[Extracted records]

▽

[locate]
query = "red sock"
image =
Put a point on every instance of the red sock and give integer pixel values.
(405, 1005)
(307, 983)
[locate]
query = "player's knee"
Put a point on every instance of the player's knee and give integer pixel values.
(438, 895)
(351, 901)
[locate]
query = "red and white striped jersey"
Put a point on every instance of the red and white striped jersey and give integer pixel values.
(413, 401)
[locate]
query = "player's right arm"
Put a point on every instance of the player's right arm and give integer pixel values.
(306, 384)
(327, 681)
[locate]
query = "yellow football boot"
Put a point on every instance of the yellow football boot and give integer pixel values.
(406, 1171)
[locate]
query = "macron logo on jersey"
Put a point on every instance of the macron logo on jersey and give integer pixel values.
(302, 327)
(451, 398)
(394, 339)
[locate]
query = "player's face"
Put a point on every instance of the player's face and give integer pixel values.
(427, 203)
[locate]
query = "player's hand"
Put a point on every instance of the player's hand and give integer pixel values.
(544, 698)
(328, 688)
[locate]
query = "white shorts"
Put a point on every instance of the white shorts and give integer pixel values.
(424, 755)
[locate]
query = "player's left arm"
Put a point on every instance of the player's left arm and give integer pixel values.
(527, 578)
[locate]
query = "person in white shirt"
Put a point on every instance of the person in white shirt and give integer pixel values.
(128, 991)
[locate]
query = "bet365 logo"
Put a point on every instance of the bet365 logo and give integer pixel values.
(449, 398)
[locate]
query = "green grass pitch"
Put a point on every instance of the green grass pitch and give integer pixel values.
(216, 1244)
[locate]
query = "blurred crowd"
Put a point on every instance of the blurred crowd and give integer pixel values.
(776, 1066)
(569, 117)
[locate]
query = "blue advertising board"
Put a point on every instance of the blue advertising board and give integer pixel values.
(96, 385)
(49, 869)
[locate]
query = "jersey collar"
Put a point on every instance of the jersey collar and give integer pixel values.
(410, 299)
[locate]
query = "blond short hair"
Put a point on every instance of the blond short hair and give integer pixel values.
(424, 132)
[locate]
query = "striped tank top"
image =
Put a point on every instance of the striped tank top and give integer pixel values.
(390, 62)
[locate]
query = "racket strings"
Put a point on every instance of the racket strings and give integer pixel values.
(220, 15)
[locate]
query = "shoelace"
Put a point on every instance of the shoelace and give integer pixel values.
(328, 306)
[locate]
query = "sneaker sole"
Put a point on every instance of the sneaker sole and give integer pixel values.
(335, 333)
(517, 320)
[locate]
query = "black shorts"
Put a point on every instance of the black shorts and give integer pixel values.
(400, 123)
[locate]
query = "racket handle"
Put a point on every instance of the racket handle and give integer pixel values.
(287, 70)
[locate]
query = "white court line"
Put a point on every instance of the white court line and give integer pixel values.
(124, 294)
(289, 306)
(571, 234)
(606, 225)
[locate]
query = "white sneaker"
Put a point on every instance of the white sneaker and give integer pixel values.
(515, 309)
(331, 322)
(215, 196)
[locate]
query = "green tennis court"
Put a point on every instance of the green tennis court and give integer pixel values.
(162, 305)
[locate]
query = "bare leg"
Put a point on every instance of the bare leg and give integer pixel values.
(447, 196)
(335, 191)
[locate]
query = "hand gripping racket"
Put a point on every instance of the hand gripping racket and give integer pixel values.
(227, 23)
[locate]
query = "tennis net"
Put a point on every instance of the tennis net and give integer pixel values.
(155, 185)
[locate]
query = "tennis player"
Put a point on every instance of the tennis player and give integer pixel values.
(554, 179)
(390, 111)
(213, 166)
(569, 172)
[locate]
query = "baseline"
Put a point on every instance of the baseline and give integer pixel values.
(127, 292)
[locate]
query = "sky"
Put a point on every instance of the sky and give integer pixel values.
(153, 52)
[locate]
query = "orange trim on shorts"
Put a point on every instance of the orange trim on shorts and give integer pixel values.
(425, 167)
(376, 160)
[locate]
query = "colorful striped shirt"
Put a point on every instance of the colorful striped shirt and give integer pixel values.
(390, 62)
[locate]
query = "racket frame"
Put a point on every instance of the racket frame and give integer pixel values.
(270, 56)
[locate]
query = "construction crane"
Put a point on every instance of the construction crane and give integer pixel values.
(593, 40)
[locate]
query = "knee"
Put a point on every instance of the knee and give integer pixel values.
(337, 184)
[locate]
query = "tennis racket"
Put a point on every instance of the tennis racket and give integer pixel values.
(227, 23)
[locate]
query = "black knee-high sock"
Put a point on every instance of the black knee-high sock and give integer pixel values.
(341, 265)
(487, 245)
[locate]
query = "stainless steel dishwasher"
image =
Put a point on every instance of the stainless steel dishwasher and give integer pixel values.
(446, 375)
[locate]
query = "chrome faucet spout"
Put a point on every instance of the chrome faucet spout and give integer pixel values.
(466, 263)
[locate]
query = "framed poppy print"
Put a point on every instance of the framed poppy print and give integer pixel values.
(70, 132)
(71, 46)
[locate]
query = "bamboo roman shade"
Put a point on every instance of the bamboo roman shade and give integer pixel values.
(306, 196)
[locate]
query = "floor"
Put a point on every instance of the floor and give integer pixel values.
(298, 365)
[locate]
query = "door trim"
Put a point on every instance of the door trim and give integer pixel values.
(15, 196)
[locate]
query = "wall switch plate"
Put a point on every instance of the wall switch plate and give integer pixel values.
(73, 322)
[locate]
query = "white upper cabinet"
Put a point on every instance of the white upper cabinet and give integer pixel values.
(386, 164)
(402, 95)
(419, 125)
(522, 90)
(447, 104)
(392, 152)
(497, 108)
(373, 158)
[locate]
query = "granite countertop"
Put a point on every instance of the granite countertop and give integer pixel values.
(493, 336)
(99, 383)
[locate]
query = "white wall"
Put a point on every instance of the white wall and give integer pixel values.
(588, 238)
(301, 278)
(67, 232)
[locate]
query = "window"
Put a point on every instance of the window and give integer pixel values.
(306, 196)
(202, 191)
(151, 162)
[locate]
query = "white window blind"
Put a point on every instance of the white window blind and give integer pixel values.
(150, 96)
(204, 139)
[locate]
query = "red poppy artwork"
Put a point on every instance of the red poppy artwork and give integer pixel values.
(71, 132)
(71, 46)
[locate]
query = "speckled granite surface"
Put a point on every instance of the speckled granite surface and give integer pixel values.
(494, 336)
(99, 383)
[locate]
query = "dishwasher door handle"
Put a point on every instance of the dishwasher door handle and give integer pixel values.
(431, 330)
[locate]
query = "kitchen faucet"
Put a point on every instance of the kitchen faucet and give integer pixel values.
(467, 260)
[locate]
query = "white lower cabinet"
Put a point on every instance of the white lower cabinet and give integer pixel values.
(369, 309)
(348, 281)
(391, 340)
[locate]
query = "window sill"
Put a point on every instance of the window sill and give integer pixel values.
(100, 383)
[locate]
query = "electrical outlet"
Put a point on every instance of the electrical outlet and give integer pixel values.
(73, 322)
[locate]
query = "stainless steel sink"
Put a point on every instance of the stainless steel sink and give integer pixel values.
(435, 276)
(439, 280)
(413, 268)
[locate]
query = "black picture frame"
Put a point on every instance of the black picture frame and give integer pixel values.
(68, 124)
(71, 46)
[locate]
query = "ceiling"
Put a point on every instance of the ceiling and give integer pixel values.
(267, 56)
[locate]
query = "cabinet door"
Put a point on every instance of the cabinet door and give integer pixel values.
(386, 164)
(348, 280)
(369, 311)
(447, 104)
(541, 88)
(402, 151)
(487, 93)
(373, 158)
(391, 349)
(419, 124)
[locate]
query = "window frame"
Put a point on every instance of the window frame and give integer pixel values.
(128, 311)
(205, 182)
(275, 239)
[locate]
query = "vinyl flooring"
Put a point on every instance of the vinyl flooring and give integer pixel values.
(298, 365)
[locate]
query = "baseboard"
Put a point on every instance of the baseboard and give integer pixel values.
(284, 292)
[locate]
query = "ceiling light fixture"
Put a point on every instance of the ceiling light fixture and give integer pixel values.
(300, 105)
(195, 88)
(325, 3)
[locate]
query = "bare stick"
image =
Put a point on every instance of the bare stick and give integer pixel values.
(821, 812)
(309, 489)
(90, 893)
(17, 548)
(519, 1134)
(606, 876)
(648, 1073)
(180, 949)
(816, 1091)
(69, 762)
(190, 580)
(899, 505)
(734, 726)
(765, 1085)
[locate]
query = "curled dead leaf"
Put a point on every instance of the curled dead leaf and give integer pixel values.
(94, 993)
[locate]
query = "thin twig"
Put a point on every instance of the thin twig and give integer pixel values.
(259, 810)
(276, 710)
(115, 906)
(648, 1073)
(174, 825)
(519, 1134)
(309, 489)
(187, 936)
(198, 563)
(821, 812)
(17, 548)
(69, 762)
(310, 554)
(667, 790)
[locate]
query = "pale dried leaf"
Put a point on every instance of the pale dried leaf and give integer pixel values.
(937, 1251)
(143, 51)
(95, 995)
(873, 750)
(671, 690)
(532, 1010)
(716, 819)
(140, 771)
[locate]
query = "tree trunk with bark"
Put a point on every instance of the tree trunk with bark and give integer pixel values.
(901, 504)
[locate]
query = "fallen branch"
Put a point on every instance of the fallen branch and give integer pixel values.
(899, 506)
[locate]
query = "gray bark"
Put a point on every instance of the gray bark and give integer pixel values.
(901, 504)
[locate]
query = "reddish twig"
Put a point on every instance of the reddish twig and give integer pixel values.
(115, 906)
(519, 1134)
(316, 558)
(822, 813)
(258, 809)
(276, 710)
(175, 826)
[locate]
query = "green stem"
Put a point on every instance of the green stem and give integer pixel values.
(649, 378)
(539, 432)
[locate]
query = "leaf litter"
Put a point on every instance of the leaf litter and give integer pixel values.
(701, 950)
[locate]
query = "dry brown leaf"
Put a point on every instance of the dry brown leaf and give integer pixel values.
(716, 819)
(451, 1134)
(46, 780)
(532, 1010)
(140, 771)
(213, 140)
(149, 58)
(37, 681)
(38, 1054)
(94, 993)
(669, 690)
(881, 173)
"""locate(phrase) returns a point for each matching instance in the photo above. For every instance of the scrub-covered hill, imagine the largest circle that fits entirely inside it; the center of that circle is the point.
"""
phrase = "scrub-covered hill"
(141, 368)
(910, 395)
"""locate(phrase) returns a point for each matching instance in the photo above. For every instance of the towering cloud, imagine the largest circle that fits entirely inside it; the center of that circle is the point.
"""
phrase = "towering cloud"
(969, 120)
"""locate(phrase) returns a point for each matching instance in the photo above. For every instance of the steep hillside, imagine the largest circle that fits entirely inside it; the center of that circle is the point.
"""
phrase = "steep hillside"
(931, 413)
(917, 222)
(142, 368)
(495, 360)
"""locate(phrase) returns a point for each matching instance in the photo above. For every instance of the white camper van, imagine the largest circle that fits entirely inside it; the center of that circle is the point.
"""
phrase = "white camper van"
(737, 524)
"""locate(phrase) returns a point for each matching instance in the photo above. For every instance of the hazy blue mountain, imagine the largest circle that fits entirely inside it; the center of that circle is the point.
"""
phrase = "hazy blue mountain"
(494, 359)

△

● YOUR GOAL
If a line in the data holds the string "above", copy that line.

● RESPONSE TO THE TASK
"""locate(phrase) returns a point for each matching instance in the photo above. For every instance of the scrub-covered hill, imagine the largest circle that fits entirely inside it; the center of that circle is the point.
"""locate(phrase) returns a point for each matching instance in the photo above. For every instance of the towering cloud, imagine the largest circle that fits entirely inside it; the center of that circle is the point.
"""locate(phrase) returns a point for each matching instance in the photo above. For every instance of the steep hillside, imagine the largest circle that fits entirely inside it; the center of that circle is the point.
"""locate(phrase) returns a point for each matching instance in the photo above. For every instance of the white camper van, imagine the largest circle that fits entirely inside it; the center of that circle is the point.
"""locate(phrase) returns a point for each matching instance in the photo above. For every instance of the hazy blue mountain, imagine the largest circle that fits entirely inside it; the center of that circle is the point.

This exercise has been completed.